● Task material:
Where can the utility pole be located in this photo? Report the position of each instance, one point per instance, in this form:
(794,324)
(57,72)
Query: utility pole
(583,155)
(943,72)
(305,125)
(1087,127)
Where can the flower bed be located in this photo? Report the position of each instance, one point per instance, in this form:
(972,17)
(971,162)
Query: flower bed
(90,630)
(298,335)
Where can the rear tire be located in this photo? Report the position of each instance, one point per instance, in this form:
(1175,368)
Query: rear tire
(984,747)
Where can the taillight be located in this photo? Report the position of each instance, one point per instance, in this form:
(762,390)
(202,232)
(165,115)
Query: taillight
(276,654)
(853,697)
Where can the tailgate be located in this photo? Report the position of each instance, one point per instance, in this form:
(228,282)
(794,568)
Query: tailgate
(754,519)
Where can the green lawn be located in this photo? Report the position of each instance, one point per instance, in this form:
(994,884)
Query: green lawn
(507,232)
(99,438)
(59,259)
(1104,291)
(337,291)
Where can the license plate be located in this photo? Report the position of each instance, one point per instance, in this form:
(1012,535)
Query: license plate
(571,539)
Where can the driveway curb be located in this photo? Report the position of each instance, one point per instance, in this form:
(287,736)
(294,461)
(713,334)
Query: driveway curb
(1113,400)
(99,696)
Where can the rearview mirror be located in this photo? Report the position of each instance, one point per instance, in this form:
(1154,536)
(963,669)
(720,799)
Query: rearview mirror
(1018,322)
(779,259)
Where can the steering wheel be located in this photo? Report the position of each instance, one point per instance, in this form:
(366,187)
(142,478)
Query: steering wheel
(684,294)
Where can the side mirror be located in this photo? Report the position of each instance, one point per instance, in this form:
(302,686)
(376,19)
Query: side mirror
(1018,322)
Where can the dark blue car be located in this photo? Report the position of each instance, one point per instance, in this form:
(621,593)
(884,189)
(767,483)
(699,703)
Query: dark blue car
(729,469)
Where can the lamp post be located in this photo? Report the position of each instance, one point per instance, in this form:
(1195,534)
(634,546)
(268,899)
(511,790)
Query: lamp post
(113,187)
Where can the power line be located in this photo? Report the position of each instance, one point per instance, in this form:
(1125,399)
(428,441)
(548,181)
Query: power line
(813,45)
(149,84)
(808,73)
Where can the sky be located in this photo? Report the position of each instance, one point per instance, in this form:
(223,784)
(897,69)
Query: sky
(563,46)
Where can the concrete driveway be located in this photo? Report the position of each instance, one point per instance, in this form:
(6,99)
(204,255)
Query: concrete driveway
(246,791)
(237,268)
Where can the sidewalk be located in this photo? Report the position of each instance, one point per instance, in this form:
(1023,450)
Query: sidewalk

● Task to carry out: Every line of the listing that holds "sidewalk" should be found and copied.

● Reply to the task:
Where can the sidewalk be located in this photo? Report the position of each instance, one point per instance, in this form:
Query: sidewalk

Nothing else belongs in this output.